• [Natural language region descriptions]
= = =

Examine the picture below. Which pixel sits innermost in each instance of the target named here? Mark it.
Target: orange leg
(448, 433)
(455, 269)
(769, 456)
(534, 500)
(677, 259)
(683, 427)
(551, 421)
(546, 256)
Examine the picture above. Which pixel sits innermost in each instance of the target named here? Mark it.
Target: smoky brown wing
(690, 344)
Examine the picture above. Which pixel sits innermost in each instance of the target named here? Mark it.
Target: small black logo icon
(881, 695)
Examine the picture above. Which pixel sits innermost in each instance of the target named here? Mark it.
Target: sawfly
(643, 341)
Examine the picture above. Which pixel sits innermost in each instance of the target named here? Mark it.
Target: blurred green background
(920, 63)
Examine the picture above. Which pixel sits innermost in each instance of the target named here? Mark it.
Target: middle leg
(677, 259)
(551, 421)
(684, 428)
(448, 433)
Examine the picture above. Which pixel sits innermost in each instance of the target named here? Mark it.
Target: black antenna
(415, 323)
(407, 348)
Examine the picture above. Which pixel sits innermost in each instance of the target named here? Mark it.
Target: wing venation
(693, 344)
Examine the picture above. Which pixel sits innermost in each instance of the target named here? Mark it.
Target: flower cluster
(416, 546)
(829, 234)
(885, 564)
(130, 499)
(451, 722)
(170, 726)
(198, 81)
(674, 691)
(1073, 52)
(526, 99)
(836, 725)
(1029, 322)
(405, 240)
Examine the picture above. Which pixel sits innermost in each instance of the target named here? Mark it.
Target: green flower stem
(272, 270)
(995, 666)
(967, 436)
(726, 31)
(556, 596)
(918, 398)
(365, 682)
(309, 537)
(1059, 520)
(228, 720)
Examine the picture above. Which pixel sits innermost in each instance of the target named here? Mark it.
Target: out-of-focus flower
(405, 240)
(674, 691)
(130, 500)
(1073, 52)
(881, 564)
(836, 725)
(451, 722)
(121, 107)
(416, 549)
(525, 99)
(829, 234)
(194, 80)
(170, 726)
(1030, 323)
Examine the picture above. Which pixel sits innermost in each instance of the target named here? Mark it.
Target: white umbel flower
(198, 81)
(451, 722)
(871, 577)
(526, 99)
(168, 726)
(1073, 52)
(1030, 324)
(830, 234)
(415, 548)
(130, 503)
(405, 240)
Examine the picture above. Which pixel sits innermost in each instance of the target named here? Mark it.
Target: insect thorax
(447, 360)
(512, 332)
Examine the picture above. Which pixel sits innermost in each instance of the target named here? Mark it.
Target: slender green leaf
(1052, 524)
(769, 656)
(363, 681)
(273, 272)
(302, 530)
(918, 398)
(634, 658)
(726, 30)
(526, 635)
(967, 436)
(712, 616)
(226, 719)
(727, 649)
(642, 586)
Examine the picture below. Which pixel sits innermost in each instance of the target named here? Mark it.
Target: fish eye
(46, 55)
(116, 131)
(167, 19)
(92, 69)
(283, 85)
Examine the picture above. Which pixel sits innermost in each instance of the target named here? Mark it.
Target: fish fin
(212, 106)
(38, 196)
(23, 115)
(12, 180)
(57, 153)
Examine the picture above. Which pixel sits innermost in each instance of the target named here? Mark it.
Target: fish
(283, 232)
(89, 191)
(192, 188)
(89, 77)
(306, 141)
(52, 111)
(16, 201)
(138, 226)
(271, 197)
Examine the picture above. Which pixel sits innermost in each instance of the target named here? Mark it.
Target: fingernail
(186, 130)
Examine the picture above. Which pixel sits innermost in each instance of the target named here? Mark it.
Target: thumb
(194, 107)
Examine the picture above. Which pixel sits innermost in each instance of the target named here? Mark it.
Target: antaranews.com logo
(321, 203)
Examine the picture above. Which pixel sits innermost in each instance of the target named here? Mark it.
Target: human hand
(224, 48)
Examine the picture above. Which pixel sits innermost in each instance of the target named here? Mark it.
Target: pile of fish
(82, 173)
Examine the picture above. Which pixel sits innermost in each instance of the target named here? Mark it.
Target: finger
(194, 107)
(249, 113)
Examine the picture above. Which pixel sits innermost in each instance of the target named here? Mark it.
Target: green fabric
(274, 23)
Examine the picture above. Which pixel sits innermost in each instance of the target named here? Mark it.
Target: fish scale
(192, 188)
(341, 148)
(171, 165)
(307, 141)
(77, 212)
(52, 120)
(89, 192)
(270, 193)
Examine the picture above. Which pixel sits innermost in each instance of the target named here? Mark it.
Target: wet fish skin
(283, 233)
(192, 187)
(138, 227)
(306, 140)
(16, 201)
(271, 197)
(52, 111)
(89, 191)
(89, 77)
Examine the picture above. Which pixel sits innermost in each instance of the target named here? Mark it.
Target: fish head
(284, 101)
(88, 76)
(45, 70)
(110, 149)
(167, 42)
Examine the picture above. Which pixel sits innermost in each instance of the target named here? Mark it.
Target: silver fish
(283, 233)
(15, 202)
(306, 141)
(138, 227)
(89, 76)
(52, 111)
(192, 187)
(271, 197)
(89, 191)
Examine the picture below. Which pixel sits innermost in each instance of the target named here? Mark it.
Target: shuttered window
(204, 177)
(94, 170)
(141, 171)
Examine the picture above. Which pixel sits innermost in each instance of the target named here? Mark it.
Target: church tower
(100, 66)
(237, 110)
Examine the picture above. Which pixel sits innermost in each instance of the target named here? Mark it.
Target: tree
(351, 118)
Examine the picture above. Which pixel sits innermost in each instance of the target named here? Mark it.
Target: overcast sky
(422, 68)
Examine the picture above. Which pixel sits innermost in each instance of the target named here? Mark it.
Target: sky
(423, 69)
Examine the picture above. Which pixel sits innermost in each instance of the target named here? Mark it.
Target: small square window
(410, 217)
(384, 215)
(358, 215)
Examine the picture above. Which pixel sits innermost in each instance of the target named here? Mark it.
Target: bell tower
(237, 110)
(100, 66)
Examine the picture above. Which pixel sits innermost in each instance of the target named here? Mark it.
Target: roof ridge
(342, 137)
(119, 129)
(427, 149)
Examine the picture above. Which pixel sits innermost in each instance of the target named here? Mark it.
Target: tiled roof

= = =

• [Task directions]
In the records above, return only the line that contains "Target: shuttered window" and every line after it through the last, exactly as they appear.

• [Solution below]
Target: shuttered window
(204, 177)
(94, 170)
(141, 171)
Examine the picture above. Which pixel sits innermost in each instance of the target named here? Mark it.
Target: church tower
(100, 66)
(237, 110)
Examine the picture above. Which pixel sits innermost in each instance of the target named here? Mark it.
Target: tree
(351, 118)
Examine the picture above. Which pixel sits innermost in each instance of the target named here? Mark it.
Target: overcast sky
(422, 68)
Examine the picture above. Which pixel sits innermost in each instance of the target named here? Mark it.
Target: sky
(423, 69)
Examine the picture above. Which pixel sits innermost in each instance of the target named here? Mark it.
Target: small square window
(410, 217)
(384, 215)
(358, 215)
Examine the picture above. Which pixel sits innermost in each instance of the target named here? Mark it.
Target: bell tower
(237, 110)
(100, 66)
Examine the picture above. Which pixel sits innermost in each instance of the target named here? Mark it.
Target: roof ridge
(342, 137)
(119, 129)
(427, 149)
Examine the picture above. Which pixel sits innermost in each instance of the target named here? Mark it.
Target: tiled roof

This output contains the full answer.